---- PROVIDED MATERIAL
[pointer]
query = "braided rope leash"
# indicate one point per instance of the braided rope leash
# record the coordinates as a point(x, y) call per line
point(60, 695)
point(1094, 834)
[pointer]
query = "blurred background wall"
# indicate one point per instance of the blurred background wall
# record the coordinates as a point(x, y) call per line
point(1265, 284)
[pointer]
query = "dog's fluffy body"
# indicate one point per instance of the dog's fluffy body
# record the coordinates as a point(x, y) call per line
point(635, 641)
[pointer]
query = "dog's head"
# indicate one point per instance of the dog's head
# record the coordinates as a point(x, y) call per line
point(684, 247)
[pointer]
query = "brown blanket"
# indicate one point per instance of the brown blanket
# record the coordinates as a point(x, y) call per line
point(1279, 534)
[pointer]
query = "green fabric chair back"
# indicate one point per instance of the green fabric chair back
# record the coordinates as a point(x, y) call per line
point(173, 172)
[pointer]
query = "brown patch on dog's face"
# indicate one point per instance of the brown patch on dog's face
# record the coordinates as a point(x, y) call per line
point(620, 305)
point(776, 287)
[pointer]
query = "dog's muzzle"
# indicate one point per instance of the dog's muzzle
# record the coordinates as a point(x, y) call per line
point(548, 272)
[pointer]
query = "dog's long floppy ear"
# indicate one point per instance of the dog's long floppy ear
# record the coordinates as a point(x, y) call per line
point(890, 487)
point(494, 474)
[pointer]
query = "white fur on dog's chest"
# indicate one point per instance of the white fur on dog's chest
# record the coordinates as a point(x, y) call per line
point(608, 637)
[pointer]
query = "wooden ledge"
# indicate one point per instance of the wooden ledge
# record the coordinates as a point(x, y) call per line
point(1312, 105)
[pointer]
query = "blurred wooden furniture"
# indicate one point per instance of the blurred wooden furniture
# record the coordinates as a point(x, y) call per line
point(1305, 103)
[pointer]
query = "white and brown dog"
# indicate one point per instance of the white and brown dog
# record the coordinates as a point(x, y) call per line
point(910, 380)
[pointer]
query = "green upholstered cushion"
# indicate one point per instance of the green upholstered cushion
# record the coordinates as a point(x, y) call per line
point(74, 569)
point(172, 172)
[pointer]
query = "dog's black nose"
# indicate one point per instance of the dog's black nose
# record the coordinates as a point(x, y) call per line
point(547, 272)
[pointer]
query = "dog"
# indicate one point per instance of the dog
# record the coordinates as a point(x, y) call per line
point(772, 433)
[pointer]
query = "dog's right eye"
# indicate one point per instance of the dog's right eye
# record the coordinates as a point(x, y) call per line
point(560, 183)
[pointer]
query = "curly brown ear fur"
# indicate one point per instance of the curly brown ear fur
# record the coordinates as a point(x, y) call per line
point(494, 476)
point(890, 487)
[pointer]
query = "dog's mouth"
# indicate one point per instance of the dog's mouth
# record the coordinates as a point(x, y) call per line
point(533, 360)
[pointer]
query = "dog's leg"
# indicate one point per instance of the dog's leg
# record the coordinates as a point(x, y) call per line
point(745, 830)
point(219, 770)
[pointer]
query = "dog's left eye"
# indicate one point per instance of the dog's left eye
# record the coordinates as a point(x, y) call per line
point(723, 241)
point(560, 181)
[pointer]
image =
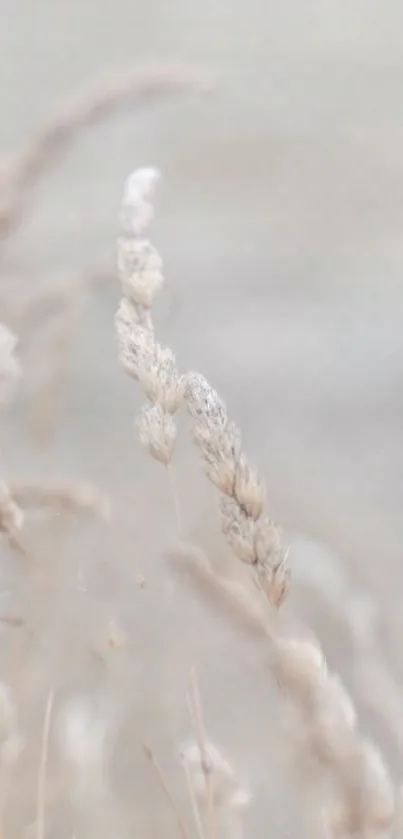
--------
Tally the lines of the items above that contain the string "ledge", treating case as significant, and give only the number.

2